— begin Passage provided —

Born in Tiflis, Russia, his mother died when he was very young. His father brought him to Canada in 1900 and they settled in Saskatchewan. They were “Independent” Doukhobors as distinguished from “Community” Doukhobors. The Loveroffs spent their first winter in an excavation in the west bank of the Saskatchewan River near Petrofka Bridge, twenty-five miles west of Rosthern. From 1903 to 1906 Fred Loveroff attended school at Moylan, Pennsylvania, under the auspices of the Society of Quakers. His father was a farmer and when Fred was old enough he secured his own homestead near Borden, Saskatchewan.

During the long winter nights on the homestead he began to dabble in watercolours probably to relieve the boredom and loneliness. It was one of these watercolours that Col. Perrett, Principal of the Normal School at Regina, saw and decided to interest D.A. Dunlop (Toronto mining magnate) in sponsoring the young man’s art education. In 1913 at the age of nineteen, Fred Loveroff enrolled in the Central Ontario School of Art where he studied for the next four years under G.A. Reid, J.W. Beatty, J.E.H. MacDonald and possibly W. Cruikshank. He received his A.O.C.A. in 1917. Soon his paintings were to be seen at exhibitions of the Ontario Society of Artists. His “A Winter Landscape” shown with this society was reproduced in the Canadian Magazine of December 1919 also his “Winter Landscape” exhibited with the Royal Canadian Academy appeared in the Canadian Magazine of June 1920. In November of 1920 he was elected an Associate of the Royal Canadian Academy. During the relatively short period of his painting career, 1918-1934, he enjoyed the satisfaction of knowing that his paintings were being appreciated.

Describing his work in The Canadian Collector Peter Millard noted, “Loveroff’s paintings are best considered in two groups, firstly the finished studio paintings and secondly the little oil sketches, many of which were probably intended merely as preliminary studies. I have not been able to examine many pictures of the first kind, but those I have seen are crisp, strong landscapes whose chief delight is in their Impressionist colouring. Shadows, which at first sight seem merely darker in tone, on closer examination yield up rich and extraordinary colour… In addition to the more formal pictures, Loveroff has left behind him a large number of small oil sketches, now preserved in one collection in Saskatoon. Seldom dated and often unsigned, they apparently represent his entire painting career, brief as it was.”

— end Passage provided —
— begin Supplied entries —

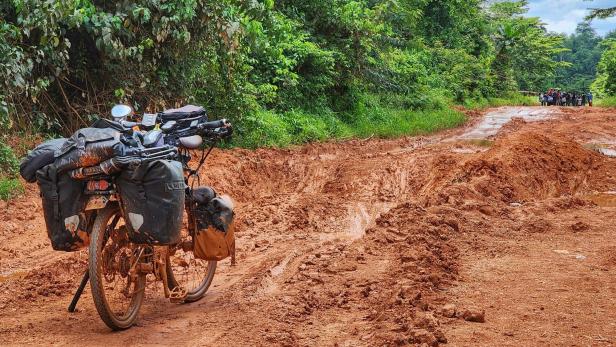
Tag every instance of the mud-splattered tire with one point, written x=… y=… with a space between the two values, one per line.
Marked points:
x=98 y=240
x=195 y=293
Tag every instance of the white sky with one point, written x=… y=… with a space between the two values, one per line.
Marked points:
x=564 y=15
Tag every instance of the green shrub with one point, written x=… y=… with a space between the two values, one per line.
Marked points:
x=609 y=101
x=510 y=99
x=10 y=186
x=9 y=165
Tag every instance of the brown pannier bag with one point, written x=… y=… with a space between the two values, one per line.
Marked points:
x=214 y=244
x=215 y=235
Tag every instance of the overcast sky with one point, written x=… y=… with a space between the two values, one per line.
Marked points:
x=563 y=15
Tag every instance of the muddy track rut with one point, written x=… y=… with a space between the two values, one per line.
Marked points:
x=374 y=242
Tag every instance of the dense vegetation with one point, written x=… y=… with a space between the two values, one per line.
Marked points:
x=285 y=71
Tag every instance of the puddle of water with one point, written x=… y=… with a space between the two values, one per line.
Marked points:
x=607 y=152
x=566 y=253
x=493 y=121
x=605 y=199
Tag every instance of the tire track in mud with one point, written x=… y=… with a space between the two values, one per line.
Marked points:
x=352 y=243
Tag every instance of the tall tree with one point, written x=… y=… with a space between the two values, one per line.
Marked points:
x=583 y=54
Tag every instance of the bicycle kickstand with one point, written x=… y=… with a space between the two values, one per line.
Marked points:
x=82 y=285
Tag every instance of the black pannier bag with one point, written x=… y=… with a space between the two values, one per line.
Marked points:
x=63 y=203
x=89 y=147
x=178 y=114
x=152 y=197
x=39 y=157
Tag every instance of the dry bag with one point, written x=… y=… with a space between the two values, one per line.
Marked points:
x=89 y=147
x=153 y=200
x=39 y=157
x=63 y=204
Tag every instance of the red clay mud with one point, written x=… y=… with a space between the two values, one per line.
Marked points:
x=430 y=240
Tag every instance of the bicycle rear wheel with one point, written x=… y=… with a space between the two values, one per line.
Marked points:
x=117 y=289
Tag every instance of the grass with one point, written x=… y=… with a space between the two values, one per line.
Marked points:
x=609 y=101
x=370 y=115
x=10 y=188
x=512 y=99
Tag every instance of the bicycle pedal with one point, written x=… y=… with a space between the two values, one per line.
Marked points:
x=178 y=295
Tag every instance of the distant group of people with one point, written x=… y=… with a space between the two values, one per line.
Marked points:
x=555 y=97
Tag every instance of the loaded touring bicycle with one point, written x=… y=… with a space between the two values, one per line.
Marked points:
x=126 y=190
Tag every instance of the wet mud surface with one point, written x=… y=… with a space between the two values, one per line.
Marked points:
x=498 y=236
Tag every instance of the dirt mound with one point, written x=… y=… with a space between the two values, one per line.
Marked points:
x=527 y=166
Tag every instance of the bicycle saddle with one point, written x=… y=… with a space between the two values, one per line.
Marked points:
x=191 y=142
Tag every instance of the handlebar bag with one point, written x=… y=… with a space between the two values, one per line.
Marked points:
x=63 y=205
x=152 y=197
x=215 y=229
x=42 y=155
x=88 y=147
x=176 y=114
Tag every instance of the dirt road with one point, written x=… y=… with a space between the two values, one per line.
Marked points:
x=375 y=242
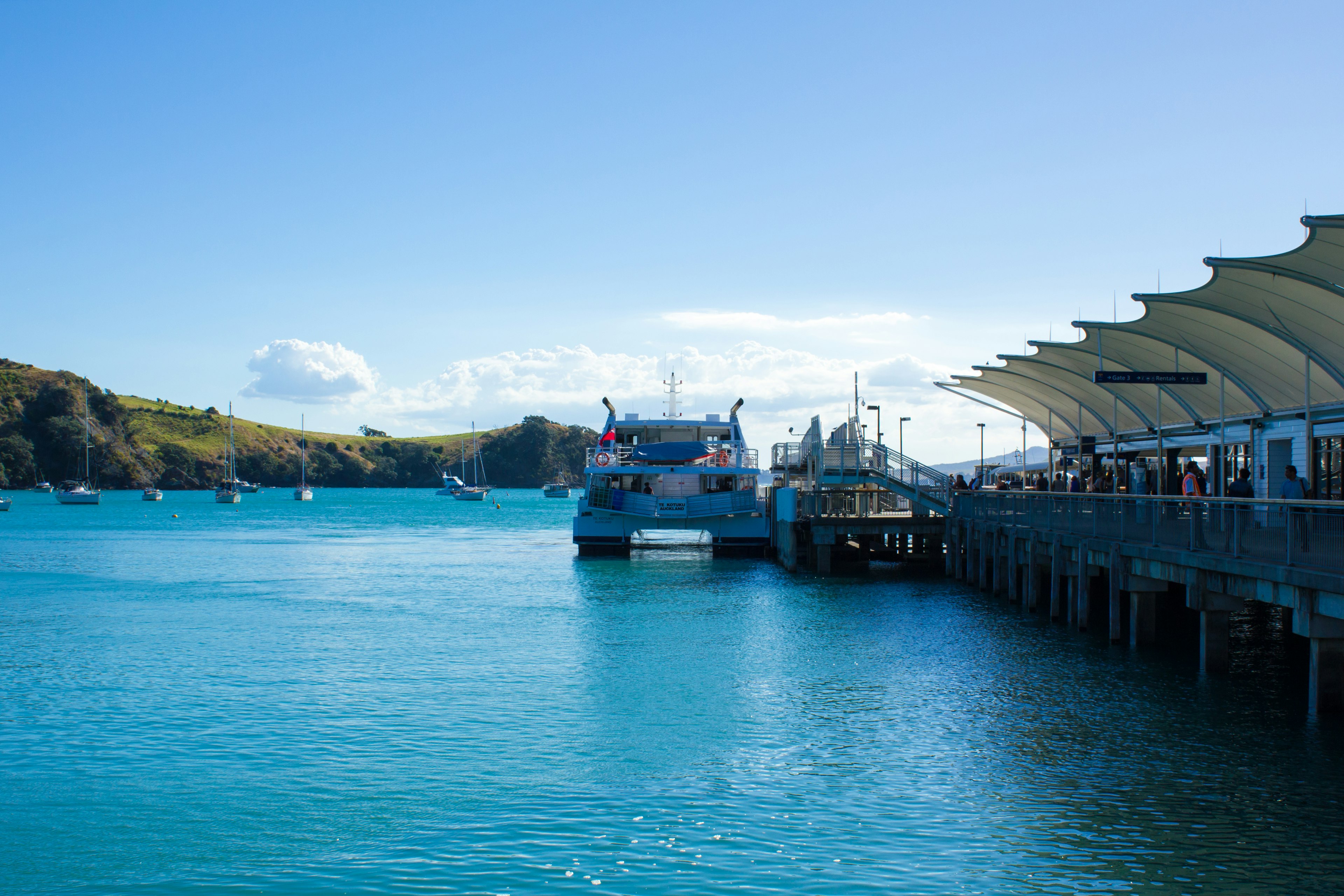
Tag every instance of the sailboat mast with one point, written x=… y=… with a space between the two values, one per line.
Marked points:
x=88 y=471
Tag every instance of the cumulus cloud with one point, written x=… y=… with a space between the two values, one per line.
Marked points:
x=783 y=387
x=318 y=373
x=569 y=383
x=742 y=322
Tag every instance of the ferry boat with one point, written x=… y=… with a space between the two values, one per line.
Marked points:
x=672 y=473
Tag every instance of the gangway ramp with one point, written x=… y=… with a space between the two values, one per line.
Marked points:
x=836 y=464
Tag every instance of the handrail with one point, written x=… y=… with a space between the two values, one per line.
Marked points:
x=1303 y=534
x=1202 y=499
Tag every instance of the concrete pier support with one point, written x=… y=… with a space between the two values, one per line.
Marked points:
x=949 y=538
x=824 y=559
x=1326 y=688
x=984 y=566
x=1033 y=575
x=1213 y=640
x=1083 y=597
x=1113 y=581
x=1143 y=618
x=1057 y=574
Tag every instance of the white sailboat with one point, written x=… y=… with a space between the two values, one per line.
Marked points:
x=77 y=491
x=303 y=492
x=227 y=491
x=474 y=492
x=557 y=489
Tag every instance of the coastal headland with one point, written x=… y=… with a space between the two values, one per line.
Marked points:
x=143 y=441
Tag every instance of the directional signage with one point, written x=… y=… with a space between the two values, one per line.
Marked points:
x=1151 y=378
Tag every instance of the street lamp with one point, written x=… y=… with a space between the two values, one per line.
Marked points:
x=982 y=455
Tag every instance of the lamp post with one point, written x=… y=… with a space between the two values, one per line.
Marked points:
x=982 y=476
x=901 y=447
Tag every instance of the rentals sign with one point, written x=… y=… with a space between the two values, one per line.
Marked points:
x=1151 y=378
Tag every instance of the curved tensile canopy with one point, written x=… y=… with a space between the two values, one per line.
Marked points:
x=1256 y=328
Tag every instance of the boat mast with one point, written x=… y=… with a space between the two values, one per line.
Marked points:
x=88 y=471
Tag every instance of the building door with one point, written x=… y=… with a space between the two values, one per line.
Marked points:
x=1280 y=455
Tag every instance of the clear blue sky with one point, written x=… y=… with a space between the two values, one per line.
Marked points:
x=506 y=209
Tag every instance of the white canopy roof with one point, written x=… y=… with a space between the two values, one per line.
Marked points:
x=1256 y=323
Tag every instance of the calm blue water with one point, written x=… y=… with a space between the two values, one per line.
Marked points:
x=387 y=692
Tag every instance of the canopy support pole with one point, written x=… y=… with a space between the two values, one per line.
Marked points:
x=1222 y=439
x=1307 y=420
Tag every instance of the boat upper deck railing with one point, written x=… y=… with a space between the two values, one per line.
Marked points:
x=729 y=456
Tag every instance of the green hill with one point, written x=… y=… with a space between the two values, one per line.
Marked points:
x=143 y=442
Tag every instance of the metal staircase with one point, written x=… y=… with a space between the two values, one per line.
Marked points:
x=838 y=464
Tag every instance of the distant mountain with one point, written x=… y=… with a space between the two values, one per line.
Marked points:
x=140 y=442
x=1035 y=455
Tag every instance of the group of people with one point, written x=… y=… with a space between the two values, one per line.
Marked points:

— end Supplied entries —

Given task 1:
Answer these questions using the passage on Fred Loveroff:
(a) In what year did his father bring him to Canada?
(b) Whom did Col. Perrett decide to interest in sponsoring the young man's art education?
(c) Where are Loveroff's small oil sketches now preserved?
Given task 2: Edit the passage on Fred Loveroff by writing out the words from "Born in Tiflis, Russia, his" up to and including "near Borden, Saskatchewan.", with "Petrofka Bridge" replaced by "Petrofka Crossing".
The data on this page come from a different source than the text.

Task output 1:
(a) 1900
(b) D.A. Dunlop, a Toronto mining magnate
(c) In one collection in Saskatoon

Task output 2:
Born in Tiflis, Russia, his mother died when he was very young. His father brought him to Canada in 1900 and they settled in Saskatchewan. They were “Independent” Doukhobors as distinguished from “Community” Doukhobors. The Loveroffs spent their first winter in an excavation in the west bank of the Saskatchewan River near Petrofka Crossing, twenty-five miles west of Rosthern. From 1903 to 1906 Fred Loveroff attended school at Moylan, Pennsylvania, under the auspices of the Society of Quakers. His father was a farmer and when Fred was old enough he secured his own homestead near Borden, Saskatchewan.